*** Opening Data for this task ***

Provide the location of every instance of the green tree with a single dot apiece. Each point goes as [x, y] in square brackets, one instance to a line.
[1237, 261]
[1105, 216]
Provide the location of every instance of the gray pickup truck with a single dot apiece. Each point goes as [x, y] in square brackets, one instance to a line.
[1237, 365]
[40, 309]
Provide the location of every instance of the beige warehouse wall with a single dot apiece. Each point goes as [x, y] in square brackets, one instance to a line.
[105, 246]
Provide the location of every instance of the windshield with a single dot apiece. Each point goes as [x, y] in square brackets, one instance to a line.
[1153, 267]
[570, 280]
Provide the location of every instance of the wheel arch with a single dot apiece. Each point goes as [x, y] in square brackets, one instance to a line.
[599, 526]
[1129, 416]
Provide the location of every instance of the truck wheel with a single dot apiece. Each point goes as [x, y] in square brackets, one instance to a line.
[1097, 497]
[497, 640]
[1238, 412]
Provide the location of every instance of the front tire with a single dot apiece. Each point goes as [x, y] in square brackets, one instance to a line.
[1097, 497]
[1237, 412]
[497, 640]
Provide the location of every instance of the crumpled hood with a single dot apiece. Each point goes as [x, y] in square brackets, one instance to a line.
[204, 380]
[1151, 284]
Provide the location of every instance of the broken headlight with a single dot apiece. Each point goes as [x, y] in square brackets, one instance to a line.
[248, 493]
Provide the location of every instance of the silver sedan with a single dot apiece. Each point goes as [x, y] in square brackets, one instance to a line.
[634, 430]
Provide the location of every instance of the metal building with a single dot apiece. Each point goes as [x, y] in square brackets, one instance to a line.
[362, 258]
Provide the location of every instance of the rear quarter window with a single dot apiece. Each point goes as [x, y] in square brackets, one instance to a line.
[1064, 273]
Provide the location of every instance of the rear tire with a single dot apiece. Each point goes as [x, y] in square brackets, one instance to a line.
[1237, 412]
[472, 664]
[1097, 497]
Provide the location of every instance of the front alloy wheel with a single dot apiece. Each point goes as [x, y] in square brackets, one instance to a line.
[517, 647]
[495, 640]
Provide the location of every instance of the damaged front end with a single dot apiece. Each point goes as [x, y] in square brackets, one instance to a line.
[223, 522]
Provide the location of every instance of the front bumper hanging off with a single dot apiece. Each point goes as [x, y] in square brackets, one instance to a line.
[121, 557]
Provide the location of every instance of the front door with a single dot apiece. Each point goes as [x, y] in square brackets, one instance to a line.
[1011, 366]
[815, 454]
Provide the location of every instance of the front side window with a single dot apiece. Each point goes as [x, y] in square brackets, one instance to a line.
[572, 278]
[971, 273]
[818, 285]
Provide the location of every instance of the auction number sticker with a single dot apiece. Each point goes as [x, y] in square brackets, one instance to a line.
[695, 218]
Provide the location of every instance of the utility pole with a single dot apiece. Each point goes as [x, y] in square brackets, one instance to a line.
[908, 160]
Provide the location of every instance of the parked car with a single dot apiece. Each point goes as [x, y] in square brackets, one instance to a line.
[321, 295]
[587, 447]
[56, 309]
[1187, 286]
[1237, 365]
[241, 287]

*** Closing Data for this task ***

Your assignment:
Give back, unchanged, every line from the one with "Provide the location of every instance of the front side" to the end of the entries above.

Response box:
Provide the location of every instance of the front side window with a single dot apiece. Each point goes as [x, y] in square brackets, one instance to a line.
[572, 278]
[971, 273]
[818, 285]
Provide the location of every instance of the auction number sticker with a single dot apiece. Each point goes as [x, y] in square brackets, one instance to a line.
[695, 218]
Provide the location of every instance of the utility pole with a single dot apiece. Each point goes as [x, y] in square brackets, one instance to a line.
[908, 160]
Provide the location of every instance of the parked car with a single dot apiece. Each point goes as [x, y] in square brackets, one instance to a line.
[321, 295]
[587, 447]
[56, 309]
[1187, 286]
[1237, 365]
[241, 287]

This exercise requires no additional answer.